Collected data entries
-- -- --

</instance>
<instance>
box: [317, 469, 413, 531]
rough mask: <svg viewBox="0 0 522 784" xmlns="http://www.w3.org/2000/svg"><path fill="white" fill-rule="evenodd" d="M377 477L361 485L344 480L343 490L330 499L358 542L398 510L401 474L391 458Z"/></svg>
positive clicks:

-- -- --

**Task goal**
Each record above needs to be reproduced exactly as written.

**Written answer**
</instance>
<instance>
box: [317, 469, 413, 531]
rough mask: <svg viewBox="0 0 522 784" xmlns="http://www.w3.org/2000/svg"><path fill="white" fill-rule="evenodd" d="M377 477L361 485L344 480L343 490L330 499L358 542L398 510L401 474L391 458Z"/></svg>
positive clicks:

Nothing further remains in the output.